PROVIDED RECORDS:
--
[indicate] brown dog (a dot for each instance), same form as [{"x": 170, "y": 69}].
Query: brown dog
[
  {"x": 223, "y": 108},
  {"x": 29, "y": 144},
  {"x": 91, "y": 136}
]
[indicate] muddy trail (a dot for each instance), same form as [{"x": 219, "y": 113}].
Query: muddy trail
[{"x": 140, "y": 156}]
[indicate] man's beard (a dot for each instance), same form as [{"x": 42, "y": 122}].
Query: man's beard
--
DIRECTIVE: Please output the material above again, line for line, without changing anything.

REPLY:
[indicate] brown dog (a dot for each instance), same form as [{"x": 170, "y": 69}].
Query: brown dog
[
  {"x": 223, "y": 108},
  {"x": 29, "y": 144},
  {"x": 91, "y": 136}
]
[indicate] muddy trail (a dot for each instance), same form as [{"x": 219, "y": 113}].
Query: muddy trail
[{"x": 140, "y": 156}]
[indicate] man's beard (a dot for each instance), same form as [{"x": 42, "y": 122}].
Query: man's beard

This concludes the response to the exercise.